:: Activities ::
[1] List every named character mentioned in the passage on BioShock Infinite.
[2] Please reproduce, word for word, the stretch of the passage on BioShock Infinite from "You don’t leave" through "always the same.".

:: Given text ::
════

You don’t leave this room until you do. You can forestall the inevitable for as long as you want, waiting, hoping for an alternative to present itself. You can pace around the room while Elizabeth calmly looks on. You can turn off your console or PC, but eventually, if you’re going to proceed in the narrative, if you’re going to finish the game, you will pick up the baby and hand her over to Robert Lutece.
For “Events must play themselves out to aesthetic, moral, and logical conclusions” (p. 79).
In the deterministic world of BioShock Infinite, Booker is fated to repeat his choices in every universe because there exists a universe in which he already has. There are an infinite number of Bookers, and this is an elegant description of the nature of video game characters. For every person playing BioShock Infinite, there is a different Booker. Yet the ending is always the same.

════

:: Data listing ::
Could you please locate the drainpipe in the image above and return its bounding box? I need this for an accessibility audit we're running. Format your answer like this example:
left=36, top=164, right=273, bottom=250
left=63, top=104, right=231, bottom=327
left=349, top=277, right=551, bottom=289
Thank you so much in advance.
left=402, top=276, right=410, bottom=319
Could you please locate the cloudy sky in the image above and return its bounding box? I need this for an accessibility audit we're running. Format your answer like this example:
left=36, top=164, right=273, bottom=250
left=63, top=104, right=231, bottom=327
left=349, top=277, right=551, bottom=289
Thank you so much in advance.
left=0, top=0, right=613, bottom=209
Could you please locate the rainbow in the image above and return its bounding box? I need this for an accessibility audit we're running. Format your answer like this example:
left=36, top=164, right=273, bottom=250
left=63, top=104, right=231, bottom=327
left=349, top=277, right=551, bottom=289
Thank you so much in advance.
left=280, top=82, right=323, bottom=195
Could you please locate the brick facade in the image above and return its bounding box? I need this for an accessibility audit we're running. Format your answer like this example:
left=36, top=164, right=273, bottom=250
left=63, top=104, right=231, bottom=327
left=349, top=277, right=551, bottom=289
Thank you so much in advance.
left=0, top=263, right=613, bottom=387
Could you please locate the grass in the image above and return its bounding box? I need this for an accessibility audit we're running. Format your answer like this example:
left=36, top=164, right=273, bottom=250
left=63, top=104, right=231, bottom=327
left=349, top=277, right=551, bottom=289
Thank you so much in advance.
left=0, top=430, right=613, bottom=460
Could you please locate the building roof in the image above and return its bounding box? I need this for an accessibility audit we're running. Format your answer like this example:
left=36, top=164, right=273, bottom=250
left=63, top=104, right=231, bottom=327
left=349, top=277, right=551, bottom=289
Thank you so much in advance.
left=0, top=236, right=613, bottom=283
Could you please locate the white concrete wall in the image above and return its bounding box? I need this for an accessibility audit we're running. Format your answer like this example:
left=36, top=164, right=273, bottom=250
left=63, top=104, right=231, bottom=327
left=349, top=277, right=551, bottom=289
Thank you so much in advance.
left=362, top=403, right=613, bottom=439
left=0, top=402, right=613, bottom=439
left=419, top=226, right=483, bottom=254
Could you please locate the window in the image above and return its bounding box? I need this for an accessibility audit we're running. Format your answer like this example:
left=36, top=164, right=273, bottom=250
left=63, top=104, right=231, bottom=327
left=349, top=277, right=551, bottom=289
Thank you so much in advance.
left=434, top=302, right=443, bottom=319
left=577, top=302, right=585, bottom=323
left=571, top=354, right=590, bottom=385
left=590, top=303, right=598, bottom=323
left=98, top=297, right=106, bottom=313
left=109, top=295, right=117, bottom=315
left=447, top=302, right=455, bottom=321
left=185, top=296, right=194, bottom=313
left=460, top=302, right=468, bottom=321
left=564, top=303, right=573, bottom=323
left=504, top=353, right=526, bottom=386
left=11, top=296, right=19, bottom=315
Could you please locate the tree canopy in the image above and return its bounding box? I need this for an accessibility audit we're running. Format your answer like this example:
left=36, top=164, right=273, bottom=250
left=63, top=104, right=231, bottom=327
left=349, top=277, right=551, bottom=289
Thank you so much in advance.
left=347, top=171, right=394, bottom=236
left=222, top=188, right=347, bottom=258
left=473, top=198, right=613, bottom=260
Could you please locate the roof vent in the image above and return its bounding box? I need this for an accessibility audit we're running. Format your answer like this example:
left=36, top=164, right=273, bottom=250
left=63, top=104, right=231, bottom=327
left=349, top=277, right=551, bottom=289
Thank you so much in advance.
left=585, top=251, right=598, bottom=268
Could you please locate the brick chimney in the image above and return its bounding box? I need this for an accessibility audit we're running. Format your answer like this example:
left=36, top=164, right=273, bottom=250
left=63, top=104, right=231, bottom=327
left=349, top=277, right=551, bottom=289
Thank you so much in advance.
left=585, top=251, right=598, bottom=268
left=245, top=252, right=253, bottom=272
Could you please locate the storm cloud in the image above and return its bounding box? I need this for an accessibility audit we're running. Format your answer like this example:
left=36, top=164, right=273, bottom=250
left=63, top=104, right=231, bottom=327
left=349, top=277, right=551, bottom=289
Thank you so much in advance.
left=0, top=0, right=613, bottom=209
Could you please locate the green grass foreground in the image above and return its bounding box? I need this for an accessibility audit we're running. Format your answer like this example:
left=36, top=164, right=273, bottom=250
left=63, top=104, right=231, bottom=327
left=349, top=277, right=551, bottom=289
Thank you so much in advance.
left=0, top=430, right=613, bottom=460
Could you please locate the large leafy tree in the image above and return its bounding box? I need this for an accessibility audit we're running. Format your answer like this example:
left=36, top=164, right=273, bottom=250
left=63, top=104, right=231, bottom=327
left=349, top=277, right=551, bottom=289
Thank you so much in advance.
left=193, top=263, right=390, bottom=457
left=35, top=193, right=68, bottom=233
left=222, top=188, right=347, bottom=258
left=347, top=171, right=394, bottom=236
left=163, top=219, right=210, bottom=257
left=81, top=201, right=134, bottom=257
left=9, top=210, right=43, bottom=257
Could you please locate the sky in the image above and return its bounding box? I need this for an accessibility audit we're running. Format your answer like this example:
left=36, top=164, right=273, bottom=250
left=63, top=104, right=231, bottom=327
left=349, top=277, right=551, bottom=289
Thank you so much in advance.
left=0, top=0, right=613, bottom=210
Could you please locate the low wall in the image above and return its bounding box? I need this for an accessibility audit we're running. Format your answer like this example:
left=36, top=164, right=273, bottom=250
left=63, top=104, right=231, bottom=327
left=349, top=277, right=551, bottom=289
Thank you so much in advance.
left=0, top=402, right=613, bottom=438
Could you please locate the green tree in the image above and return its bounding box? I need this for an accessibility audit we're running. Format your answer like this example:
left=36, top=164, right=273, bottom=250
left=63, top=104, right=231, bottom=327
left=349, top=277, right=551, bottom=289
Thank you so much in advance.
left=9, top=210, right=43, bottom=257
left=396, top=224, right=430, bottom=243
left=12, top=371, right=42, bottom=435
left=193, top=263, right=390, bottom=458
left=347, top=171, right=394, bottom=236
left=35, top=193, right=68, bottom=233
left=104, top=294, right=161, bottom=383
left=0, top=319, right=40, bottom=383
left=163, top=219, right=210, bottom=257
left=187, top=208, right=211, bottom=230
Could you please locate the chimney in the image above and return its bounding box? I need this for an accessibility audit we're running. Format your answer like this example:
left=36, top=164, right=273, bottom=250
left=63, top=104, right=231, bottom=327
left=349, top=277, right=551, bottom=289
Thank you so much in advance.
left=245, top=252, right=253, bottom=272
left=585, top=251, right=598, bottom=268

════

:: Answers for the exercise ::
[1] Elizabeth, Robert Lutece, Booker

[2]
You don’t leave this room until you do. You can forestall the inevitable for as long as you want, waiting, hoping for an alternative to present itself. You can pace around the room while Elizabeth calmly looks on. You can turn off your console or PC, but eventually, if you’re going to proceed in the narrative, if you’re going to finish the game, you will pick up the baby and hand her over to Robert Lutece.
For “Events must play themselves out to aesthetic, moral, and logical conclusions” (p. 79).
In the deterministic world of BioShock Infinite, Booker is fated to repeat his choices in every universe because there exists a universe in which he already has. There are an infinite number of Bookers, and this is an elegant description of the nature of video game characters. For every person playing BioShock Infinite, there is a different Booker. Yet the ending is always the same.